“American Idol” Vegas Showdown: God Bleh The Child

God, I love this part of American Idol. I love spending two hours on a weeknight exalting young chanteuses like mall-brand Aphrodites and sentencing losers to an eternity in Jimmy Iovine’s jean-jacket dungeon. That’s quality time with the TV for me.  

We saw ten ladies trill for the attention of the increasingly articulate judges on Wednesday, and five of them were booted before the night was over. So satisfying! Take your Charlotte Russe stylings and head back to Branson, losers. You can pick up that extra shift at Dave & Buster’s after all.

REQUEST 1 -
Reproduce the stretch of the American Idol recap from "God, I love" through "Buster’s after all.".
REQUEST 2 -
Translate this sentence from the American Idol recap into Spanish: "That’s quality time with the TV for me."

SUPPLIED RECORDS -
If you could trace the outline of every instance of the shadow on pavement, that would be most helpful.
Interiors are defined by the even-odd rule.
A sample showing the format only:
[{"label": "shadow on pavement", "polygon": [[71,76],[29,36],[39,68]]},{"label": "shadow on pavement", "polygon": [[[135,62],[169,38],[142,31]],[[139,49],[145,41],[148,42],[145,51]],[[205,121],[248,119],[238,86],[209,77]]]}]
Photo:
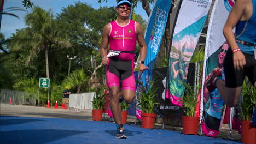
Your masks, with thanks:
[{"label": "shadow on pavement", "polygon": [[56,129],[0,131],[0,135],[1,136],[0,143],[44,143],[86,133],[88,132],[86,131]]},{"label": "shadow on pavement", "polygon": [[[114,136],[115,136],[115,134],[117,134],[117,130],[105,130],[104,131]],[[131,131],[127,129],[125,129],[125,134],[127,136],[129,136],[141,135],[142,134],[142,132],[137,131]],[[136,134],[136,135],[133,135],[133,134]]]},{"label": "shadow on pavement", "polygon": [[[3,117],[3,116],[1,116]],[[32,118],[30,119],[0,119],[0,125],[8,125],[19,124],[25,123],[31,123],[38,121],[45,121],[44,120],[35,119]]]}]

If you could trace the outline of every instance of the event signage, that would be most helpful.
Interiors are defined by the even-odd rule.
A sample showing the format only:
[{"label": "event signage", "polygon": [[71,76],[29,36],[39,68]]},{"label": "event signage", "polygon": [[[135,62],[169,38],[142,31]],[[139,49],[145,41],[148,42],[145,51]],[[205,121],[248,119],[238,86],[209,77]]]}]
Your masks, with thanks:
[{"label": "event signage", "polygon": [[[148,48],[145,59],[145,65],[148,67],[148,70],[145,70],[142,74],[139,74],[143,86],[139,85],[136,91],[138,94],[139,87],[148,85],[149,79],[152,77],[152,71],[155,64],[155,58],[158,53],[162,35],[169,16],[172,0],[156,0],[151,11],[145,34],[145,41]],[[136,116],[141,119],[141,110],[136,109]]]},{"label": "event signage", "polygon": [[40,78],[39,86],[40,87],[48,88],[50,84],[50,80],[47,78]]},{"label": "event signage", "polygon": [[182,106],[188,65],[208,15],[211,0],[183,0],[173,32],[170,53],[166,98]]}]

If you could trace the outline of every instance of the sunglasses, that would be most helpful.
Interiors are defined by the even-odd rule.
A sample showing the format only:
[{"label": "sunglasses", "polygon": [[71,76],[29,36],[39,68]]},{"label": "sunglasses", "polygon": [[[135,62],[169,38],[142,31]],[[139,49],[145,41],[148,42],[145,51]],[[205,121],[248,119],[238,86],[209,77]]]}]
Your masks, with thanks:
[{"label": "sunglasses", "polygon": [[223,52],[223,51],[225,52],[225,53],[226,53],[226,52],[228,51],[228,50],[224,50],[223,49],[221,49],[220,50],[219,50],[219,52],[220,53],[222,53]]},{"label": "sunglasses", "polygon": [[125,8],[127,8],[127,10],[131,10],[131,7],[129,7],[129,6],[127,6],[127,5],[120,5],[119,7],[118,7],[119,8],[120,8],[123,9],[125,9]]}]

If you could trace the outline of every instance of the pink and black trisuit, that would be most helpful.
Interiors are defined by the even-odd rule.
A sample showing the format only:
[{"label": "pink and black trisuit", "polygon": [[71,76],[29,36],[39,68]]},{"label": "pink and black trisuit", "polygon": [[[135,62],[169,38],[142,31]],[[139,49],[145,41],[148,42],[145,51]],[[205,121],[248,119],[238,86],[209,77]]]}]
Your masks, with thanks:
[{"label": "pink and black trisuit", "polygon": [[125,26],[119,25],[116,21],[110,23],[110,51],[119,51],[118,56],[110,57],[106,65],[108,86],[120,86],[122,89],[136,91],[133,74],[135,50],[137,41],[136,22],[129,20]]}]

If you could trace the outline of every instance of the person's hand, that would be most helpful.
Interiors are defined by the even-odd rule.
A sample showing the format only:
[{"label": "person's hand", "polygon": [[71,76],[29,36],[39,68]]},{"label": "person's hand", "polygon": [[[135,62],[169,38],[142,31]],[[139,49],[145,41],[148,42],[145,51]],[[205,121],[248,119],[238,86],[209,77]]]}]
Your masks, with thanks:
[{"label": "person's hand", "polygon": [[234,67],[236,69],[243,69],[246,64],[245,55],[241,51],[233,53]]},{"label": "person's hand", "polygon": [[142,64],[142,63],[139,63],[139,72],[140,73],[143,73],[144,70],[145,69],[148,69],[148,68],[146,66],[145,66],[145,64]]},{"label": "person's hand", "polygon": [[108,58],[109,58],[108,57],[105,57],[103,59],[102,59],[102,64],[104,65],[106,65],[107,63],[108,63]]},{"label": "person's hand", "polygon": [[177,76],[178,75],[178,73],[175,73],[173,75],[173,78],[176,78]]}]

EXERCISE OUTPUT 1 -
God, I love this part of American Idol. I love spending two hours on a weeknight exalting young chanteuses like mall-brand Aphrodites and sentencing losers to an eternity in Jimmy Iovine’s jean-jacket dungeon. That’s quality time with the TV for me.  

We saw ten ladies trill for the attention of the increasingly articulate judges on Wednesday, and five of them were booted before the night was over. So satisfying! Take your Charlotte Russe stylings and head back to Branson, losers. You can pick up that extra shift at Dave & Buster’s after all.

EXERCISE OUTPUT 2 -
Para mí, eso es tiempo de calidad con la televisión.